* [PAGE TEXT]
_ _ _ _
Shorewood High School's original facility, built in 1975, spanned five city blocks. It had eight single-floor buildings with open outdoor corridors. The 1975 building was built in sections: the 100s building, closest to N. 175th Street was originally the Ronald Grade School built in 1906 and closed in 1971 due to a failed levy. The building was then used as a museum until 2010, after which it was reincorporated into the high school in 2013.

Along with the elementary school being closed, five other schools were closed, including Butler Junior High School, an older school originally built in 1953 and closed in 1973 to be rebuilt and become the main campus for the new High School named Shorewood. The students still in 7th or 8th grade at the time of the closure were sent to either Einstein Junior High School, or Cordell Hull Junior High School, with a few going to Kellogg Junior High School. None of these schools was a "middle" school at that time. Shorewood was to be the first 4-year high school. Upon its opening, only the 9th and 10th graders were brought in. That 10th grade class remained the eldest class at Shorewood until their graduation in the summer of 1978. It was a unique situation for that one class of students as they never had to face upperclassmen. During this transition period for the district, all of the remaining junior high schools became middle schools. Many of the last class of 7th grade students to enter Butler Junior High School were in the very first graduating class of Shorewood High School in 1978.

Shorewood High School underwent a 6.5 million dollar renovation in 1997.

In 2011 the school district approved plans to replace the school building with a new facility on the same site. The renovation and incorporation of the historic Ronald School building was approved by the Association of King County Historical Organizations. The ground-breaking ceremony for the new construction was held on October 17, 2011. The historic building was incorporated into the design as part of the new school's performing arts department and the remainder of the existing buildings were demolished. Architects for the new school were Bassetti Architects. The new 220,000 square foot facility opened on time in September 2013 for the 2013-14 school year.

==Academics and programs==
Shorewood has 23 AP classes, covering 9 different subjects. In addition to AP courses, Shorewood offers a program called Running Start . This allows students to simultaneously acquire college and high school credit by taking classes at Shoreline Community College. In turn, many students graduate each year with an Associate's Degree. With an 86% on time graduation date Shorewood academics are well above the state [SBAC] average, scoring an 89% on reading, 91% on writing, 66% on math and 45% on science, with at least 60% of students passing the three state standards (Math, Writing and Reading) in the 2006 school year.

Eight Shorewood seniors were named National Merit finalists in the 2005-2006 academic year, two were named in the 2006-2007 academic year, and seven were named in the 2007-2008 academic year. In 2006, an Intel Science Talent Search Finalist, Jolene Mork, was from Shorewood. Approximately 12% of students took one or more AP exams in 2003. On average 59% of Shorewood graduates enrolled in 4-year colleges, and 28% enrolled in 2-year colleges, based on the graduating class of 2004-2005.
_ _ _ _
* [EXERCISE INSTRUCTIONS]
(a) List every junior high school named in the Shorewood High School text.
(b) According to the Shorewood High School text, which firm designed the new school?
(c) Pick up the Shorewood High School text after its final sentence and continue it.
_ _ _ _
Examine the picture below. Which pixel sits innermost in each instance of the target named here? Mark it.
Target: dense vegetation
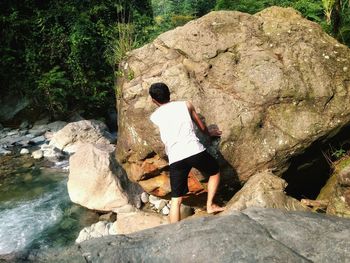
(64, 54)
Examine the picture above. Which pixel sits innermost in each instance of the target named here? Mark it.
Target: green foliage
(339, 153)
(65, 54)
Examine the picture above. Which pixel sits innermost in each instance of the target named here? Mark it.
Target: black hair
(160, 92)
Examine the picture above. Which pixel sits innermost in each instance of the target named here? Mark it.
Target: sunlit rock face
(273, 82)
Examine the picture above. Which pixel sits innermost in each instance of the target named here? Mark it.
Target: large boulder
(264, 190)
(85, 131)
(273, 82)
(256, 235)
(97, 182)
(336, 192)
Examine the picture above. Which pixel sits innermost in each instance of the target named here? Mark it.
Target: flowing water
(35, 209)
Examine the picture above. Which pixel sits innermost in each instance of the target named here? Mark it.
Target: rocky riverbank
(254, 235)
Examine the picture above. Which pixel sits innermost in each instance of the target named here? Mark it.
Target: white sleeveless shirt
(176, 131)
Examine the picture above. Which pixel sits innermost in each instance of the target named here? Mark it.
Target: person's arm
(215, 132)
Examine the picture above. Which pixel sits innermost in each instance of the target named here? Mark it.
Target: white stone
(137, 221)
(4, 152)
(153, 199)
(100, 229)
(92, 181)
(38, 154)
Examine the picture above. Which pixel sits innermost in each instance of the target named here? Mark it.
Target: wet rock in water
(132, 222)
(254, 235)
(337, 190)
(99, 229)
(109, 217)
(4, 151)
(84, 131)
(38, 154)
(56, 126)
(24, 125)
(263, 79)
(145, 198)
(264, 190)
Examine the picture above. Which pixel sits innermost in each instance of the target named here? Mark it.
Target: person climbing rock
(175, 122)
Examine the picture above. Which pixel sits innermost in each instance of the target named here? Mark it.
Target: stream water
(35, 209)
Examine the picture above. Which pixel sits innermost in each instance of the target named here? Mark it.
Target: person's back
(177, 131)
(174, 120)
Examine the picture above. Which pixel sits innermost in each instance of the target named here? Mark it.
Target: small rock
(125, 209)
(56, 126)
(161, 205)
(38, 154)
(145, 198)
(153, 199)
(186, 211)
(100, 229)
(37, 132)
(24, 125)
(11, 133)
(24, 151)
(109, 217)
(4, 152)
(165, 210)
(38, 140)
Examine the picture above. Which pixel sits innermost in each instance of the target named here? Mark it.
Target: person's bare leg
(213, 184)
(174, 214)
_ _ _ _
* [ANSWERS PER TASK]
(a) Butler Junior High School, Einstein Junior High School, Cordell Hull Junior High School, Kellogg Junior High School

(b) Bassetti Architects

(c)
Shorewood participates in a school Chromebook program, as of the 2018-2019, which allows students the use of a Lenovo Chromebook for the completion of school work. The program is run by the school district.

== Athletics ==
Shorewood competes in Washington Interscholastic Activities Association Class 3A and is a member of the Wesco League in District One.

===State championships===
Source:
- Girls’ basketball: 1998
- Boys’ soccer: 1978
- Girls’ soccer: 1999
- Boys’ swimming: 2010
- Boys’ tennis: 1987, 2026
- Boys' track and field: 2026
- Volleyball: 1978

=== Rivalry===

Shorewood’s main rival is Shorecrest High School, the other high school in the Shoreline School District. The schools compete annually in the Rotary Cup, a long-standing football rivalry held at Shoreline Stadium. The rivalry also extends to other major sports throughout the school year.

==Notable alumni==
- Riley O'Brien (2013), MLB pitcher (St. Louis Cardinals)
- David Bazan (1994), songwriter
- Brian Glenney (1993), artist
- Sig Hansen (1984), captain, F/V Northwestern (featured on Deadliest Catch)
- Amy Holmes (1990), columnist, commentator
- David Raleigh (1978), singer, songwriter, piano player
- Damien Jurado (1992), songwriter
- Garth Stein (1983), author, film producer
- Jill Filipovic (2001), attorney and feminist author
- Kelly Stephens (2001), member of the U.S. Olympic Ice Hockey team, 2006
- Chris Cornell, Grunge pioneer, Soundgarden, Audioslave and Temple of the Dog vocalist; also successful solo artist (dropped out)
- James Bergstrom (1987), drummer for Alice N' Chains and Second Coming
- Johnny Bacolas (1987), bassist for Alice N' Chains and Second Coming
- George John (2005), MLS soccer player (FC Dallas)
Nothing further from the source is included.